-- BEGIN GIVEN ENTRIES --

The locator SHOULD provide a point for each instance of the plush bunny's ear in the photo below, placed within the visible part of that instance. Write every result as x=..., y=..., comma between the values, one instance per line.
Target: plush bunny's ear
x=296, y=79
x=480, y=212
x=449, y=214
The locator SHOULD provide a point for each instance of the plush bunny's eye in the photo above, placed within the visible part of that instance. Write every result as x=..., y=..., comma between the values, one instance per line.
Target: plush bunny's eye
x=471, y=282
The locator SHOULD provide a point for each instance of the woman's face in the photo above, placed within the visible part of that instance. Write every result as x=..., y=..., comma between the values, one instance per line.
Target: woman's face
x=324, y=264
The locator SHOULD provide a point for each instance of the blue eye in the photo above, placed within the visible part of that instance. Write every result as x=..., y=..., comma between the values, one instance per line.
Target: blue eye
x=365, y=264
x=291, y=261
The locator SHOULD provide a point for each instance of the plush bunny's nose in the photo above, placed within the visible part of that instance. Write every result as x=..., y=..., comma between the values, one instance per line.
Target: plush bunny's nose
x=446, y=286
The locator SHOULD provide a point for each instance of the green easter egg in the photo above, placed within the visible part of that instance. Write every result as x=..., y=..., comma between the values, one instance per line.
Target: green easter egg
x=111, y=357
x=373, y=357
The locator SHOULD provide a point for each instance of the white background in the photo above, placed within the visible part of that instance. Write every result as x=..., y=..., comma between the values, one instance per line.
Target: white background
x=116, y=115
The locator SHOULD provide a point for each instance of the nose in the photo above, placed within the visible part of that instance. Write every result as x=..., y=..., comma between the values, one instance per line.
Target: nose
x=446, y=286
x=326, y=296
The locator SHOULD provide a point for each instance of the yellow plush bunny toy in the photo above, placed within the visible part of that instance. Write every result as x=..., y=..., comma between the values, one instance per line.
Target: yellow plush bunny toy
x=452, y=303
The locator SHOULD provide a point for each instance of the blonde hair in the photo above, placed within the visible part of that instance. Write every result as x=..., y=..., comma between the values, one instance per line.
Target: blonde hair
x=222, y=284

-- END GIVEN ENTRIES --

§ **WHAT IS REQUIRED**
Please reproduce the data above word for word, from its first line through the line that contains "x=291, y=261", inclusive.

§ **TASK OUTPUT**
The locator SHOULD provide a point for each instance of the plush bunny's ear in the photo below, placed within the visible part of that instance. Write every result as x=..., y=..., comma between the values, one instance per line.
Target: plush bunny's ear
x=296, y=79
x=480, y=212
x=449, y=214
The locator SHOULD provide a point for each instance of the plush bunny's eye in the photo above, placed within the visible part of that instance. Write every result as x=..., y=..., comma between the values, one instance per line.
Target: plush bunny's eye
x=471, y=282
The locator SHOULD provide a point for each instance of the woman's face in the photo above, placed within the visible part of that instance. Write every result as x=..., y=..., comma between the values, one instance per line.
Target: woman's face
x=324, y=264
The locator SHOULD provide a point for each instance of the blue eye in the photo above, placed within the visible part of that instance. Write every result as x=..., y=..., comma between the values, one instance per line.
Target: blue eye
x=365, y=264
x=291, y=261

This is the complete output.